Clive Shepherd notes that many learning and development professionals ‘have fallen behind in their continuing professional development’. He says: ‘I can’t see a future for those [learning and development] professionals currently in denial and just hoping all this [proliferation of new learning media] will just blow over. I can’t imagine who will want to employ them.’

Jay Cross believes that learning professionals need to be proactive with regard to emerging technologies, and points to the importance of the ‘community technology steward’ – described in the forthcoming book by Etienne Wenger, Nancy White and John Smith, Digital Habitats: Stewarding Technology for Communities. Technology stewards are ‘people with enough experience of the workings of a community to understand its technology needs and enough experience with technology to take leadership in addressing those needs’. I agree with Cross’ prediction of ‘job enrichment and greater responsibilities for learning professionals who take on the challenge.’

7. Open Educational Resources (OERs) are here to stay: don’t reinvent when you can repurpose.

Something that has not received much attention in the discussion so far is the role of OERs in teaching and learning today. Thank you to self-confessed vegan geek, Victoria MacArthur, for telling us about the Irish National Digital Learning Repository. (See also Leicester’s OTTER project, which is part of the broader JISC-funded UK OER initiative.) The proliferation of OERs provides opportunities for learning design by ‘mashup’ rather than starting from scratch, requiring at least a different approach, if not new skills.

8. Be a mensch!

Finally, what better way to end than with Nancy White’s four meta skills for learning professionals. This was in the first of her four posts, and it’s a wonderful list, which puts the whole discussion into perspective: learning professionals need to have self-awareness, generosity, humility and willingness to risk. All the qualities valued in the old Yiddish concept of a mensch. A learning professional (however defined) is first and foremost a human being.

Gabi Witthaus

A meeting about podcasts

Encontro sobre podcasts
8 – 9 July 2009, University of Minho, Braga, Portugal.

* DATASET ENTRIES:

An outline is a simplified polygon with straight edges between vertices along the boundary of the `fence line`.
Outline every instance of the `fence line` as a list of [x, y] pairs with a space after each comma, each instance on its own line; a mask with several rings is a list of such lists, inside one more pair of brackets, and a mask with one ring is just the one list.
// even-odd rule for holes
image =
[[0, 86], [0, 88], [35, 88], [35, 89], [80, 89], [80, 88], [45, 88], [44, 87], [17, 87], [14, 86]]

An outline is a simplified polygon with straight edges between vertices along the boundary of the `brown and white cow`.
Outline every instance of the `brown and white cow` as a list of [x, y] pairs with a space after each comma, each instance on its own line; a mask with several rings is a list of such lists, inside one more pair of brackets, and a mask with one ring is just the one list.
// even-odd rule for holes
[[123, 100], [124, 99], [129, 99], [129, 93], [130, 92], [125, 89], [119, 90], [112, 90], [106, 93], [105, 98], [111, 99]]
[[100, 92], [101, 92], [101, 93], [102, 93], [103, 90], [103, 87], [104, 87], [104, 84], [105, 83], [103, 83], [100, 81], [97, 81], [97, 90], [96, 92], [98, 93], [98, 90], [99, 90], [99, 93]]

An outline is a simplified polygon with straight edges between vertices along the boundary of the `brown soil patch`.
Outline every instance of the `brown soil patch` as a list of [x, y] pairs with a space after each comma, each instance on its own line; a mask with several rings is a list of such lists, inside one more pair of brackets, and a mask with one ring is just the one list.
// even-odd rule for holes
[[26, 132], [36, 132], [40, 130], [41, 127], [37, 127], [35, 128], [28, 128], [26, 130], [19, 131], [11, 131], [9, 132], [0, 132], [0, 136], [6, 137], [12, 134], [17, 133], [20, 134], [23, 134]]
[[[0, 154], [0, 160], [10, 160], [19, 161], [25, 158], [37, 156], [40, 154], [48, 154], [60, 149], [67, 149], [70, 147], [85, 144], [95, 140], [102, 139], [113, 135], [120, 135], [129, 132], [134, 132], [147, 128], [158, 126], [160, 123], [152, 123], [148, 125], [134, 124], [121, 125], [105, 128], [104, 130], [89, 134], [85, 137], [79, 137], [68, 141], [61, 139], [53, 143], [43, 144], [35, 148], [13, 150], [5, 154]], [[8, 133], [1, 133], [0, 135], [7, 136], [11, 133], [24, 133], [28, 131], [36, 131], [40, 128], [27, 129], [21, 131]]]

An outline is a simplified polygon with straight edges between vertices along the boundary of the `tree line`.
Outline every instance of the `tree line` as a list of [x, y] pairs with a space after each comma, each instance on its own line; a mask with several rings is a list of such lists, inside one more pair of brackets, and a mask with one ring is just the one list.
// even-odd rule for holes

* TO BE DONE:
1 - In the text on learning professionals, render "A learning professional (however defined) is first and foremost a human being." in Spanish.
2 - Answer these from the text on learning professionals:
(a) Which four meta skills does Nancy White list for learning professionals?
(b) What repository did Victoria MacArthur tell readers about?
(c) On what dates and at which university does the meeting about podcasts take place?
3 - Resume the text on learning professionals, writing on from its final line.

* ANSWERS TO THE EXERCISE:
1 - Un profesional del aprendizaje (como quiera que se defina) es, ante todo, un ser humano.

2 -
(a) Self-awareness, generosity, humility and willingness to risk.
(b) The Irish National Digital Learning Repository.
(c) 8–9 July 2009, at the University of Minho in Braga, Portugal.

3 -
I was fortunate to attend a two-day conference on podcasting organised by my colleague Dr Ana Amelia Amorim Carvalho. There were more than 100 delegates from different parts of Portugal representing all areas of education – primary, secondary, higher, and non-formal educational institutions, all having different levels of expertise in podcasting and other web 2.0 technologies for learning.

The first day was devoted to presentations by delegates – teachers from schools and lecturers from universities – reporting their own experiences of developing podcasts, and their students’ experiences of creating (yes – students creating podcasts) and learning from podcasts. Thanks to Joanna, who translated the proceedings, I was able to understand most of the presentations and discussions at the conference.

The teachers’ and students’ approaches to podcasting deserve a longer, in-depth report, but here I’ll summarise some of the stories that I won’t forget.

  • Primary school children creating podcasts of the books that they studied with their parents. The teacher gives each child (6 year olds) a book to take home, and then parents read stories (from the book) to their child. The teacher gets groups of 3 children to create podcasts based on the stories that they learned at home. The children create podcasts themselves – that means, outlining what they are going to record, doing the actual recording, selecting which bits of recording to go into podcasts, and finally editing (with some help from the teacher).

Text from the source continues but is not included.